◆ Exercise:
Out of the material that follows, write out exactly the lines from the line with "Query: treeline" to the line with "Report x and y for each instance of the blue", both ends included, and no others.

━━━━━━━━━━━━━━━━━━━━━━━━━━━━━━

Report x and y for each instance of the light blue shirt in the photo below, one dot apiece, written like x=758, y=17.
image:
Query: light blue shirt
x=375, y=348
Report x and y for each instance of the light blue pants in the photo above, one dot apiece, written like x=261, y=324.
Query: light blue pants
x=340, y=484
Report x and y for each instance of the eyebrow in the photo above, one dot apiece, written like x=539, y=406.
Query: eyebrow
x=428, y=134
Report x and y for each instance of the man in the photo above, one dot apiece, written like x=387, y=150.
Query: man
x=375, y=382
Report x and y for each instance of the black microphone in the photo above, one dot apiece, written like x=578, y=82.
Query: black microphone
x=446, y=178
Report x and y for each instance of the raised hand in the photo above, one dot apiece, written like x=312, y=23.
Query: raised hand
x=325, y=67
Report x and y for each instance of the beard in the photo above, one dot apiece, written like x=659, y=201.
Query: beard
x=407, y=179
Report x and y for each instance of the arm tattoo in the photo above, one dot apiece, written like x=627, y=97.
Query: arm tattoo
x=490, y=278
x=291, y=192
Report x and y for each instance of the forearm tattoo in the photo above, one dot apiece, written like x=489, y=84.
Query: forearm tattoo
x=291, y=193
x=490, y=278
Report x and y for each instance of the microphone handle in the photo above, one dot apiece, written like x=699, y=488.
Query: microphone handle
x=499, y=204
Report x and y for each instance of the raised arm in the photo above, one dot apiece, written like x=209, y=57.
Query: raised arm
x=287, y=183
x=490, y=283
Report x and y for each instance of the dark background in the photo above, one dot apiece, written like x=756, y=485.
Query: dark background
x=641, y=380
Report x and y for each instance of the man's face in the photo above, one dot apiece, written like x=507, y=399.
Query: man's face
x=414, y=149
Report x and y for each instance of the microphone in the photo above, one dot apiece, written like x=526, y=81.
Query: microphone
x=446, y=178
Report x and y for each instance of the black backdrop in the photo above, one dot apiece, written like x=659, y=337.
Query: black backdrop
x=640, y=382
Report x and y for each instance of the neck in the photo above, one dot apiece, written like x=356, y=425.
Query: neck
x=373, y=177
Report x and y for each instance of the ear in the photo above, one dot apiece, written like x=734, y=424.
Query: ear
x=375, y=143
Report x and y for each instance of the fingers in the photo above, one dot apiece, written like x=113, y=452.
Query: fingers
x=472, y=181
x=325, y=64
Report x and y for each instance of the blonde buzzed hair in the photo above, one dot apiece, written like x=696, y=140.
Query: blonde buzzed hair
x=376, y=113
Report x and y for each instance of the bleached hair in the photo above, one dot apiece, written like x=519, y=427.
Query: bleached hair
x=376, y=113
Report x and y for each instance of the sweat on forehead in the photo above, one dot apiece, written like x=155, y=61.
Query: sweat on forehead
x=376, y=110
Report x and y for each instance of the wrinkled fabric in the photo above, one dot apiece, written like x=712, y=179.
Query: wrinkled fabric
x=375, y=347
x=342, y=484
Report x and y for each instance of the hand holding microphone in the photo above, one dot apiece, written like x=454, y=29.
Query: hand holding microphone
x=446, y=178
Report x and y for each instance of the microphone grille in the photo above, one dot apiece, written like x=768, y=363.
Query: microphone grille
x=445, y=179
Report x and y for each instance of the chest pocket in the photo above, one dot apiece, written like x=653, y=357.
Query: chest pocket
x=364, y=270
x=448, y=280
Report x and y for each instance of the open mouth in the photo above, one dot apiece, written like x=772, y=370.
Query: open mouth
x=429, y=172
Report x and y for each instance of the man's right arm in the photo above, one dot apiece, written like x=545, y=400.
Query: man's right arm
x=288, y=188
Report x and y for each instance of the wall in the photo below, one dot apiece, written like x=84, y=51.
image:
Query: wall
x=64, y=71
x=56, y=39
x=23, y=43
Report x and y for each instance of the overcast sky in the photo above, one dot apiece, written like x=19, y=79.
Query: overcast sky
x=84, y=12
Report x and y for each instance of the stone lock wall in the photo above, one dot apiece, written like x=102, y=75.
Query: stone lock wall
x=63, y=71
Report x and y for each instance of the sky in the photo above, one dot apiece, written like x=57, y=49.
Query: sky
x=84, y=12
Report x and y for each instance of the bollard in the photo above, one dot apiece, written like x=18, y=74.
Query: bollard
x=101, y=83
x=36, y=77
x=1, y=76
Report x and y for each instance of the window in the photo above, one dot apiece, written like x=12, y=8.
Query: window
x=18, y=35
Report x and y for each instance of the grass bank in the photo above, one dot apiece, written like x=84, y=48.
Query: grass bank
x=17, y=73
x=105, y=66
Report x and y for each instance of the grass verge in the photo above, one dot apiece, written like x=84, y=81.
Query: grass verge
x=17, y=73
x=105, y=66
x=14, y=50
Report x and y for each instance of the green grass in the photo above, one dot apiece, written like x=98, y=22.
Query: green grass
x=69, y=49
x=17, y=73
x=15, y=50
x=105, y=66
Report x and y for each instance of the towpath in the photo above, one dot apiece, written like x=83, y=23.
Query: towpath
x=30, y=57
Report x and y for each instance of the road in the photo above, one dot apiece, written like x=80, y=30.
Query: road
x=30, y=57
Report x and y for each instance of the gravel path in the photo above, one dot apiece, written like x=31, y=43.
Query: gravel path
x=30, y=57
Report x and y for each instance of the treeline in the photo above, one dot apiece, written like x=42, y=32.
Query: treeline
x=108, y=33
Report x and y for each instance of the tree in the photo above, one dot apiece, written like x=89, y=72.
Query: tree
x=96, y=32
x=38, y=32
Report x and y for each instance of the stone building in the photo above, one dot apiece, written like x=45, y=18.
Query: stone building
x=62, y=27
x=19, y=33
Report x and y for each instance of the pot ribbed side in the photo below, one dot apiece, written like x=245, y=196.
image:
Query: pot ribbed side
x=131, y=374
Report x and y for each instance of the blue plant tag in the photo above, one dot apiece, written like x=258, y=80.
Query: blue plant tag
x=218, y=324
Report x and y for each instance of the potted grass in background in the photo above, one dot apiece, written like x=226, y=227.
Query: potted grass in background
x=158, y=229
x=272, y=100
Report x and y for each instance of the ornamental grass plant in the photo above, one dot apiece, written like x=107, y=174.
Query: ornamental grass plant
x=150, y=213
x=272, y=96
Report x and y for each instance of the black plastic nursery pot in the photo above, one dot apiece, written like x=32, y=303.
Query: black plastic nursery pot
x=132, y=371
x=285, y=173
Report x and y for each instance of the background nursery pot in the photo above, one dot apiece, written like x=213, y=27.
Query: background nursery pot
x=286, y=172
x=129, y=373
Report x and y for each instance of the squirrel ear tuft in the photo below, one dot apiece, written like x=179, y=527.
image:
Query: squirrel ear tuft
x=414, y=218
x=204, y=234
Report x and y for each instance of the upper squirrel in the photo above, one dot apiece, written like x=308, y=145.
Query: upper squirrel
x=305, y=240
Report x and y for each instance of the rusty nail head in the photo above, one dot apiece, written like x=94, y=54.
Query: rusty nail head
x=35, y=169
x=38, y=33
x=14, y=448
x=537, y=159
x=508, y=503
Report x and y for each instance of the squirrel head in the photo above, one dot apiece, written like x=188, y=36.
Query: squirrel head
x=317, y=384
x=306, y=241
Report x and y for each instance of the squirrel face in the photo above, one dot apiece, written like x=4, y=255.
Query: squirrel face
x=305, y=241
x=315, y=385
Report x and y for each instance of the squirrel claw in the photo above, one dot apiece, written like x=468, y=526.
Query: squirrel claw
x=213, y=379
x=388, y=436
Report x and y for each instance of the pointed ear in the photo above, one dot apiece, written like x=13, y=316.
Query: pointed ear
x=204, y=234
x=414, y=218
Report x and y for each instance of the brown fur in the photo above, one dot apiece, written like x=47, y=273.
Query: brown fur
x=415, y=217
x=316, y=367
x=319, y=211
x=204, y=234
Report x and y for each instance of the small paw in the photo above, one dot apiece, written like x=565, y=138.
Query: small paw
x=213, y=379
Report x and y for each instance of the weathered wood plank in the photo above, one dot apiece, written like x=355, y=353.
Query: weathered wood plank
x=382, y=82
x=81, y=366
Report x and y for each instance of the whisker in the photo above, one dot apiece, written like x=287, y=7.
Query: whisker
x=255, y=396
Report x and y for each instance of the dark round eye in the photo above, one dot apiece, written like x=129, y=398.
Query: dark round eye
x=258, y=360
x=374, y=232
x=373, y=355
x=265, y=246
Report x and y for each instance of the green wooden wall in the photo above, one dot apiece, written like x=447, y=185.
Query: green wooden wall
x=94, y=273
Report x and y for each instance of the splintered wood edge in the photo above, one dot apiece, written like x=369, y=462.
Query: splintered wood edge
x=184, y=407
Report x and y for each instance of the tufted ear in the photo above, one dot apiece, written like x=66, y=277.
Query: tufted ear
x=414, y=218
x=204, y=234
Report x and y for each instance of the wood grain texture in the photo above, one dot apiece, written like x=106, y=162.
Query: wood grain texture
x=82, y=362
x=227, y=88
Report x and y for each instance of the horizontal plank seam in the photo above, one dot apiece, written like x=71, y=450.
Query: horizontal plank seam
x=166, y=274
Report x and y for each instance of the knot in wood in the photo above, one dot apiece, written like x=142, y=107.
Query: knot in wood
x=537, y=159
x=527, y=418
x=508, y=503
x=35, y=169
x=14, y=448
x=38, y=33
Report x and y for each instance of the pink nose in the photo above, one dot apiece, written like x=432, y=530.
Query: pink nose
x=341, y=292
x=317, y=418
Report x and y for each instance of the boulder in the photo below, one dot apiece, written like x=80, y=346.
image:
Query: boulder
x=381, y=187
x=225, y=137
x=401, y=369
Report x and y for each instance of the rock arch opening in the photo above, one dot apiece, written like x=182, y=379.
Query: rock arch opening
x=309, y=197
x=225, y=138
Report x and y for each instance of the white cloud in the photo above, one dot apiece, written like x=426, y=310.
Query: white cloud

━━━━━━━━━━━━━━━━━━━━━━━━━━━━━━

◆ Response below:
Query: treeline
x=108, y=33
Report x and y for each instance of the tree in the photo above, one dot apiece, written like x=89, y=72.
Query: tree
x=96, y=32
x=38, y=32
Report x and y for each instance of the stone building in the photo above, one dot apiece, written like x=45, y=18.
Query: stone building
x=62, y=27
x=19, y=33
Report x and y for each instance of the pot ribbed side in the photo below, one dot apiece, written like x=245, y=196.
image:
Query: pot ribbed side
x=131, y=374
Report x and y for each instance of the blue plant tag in the photo above, one dot apiece, written like x=258, y=80.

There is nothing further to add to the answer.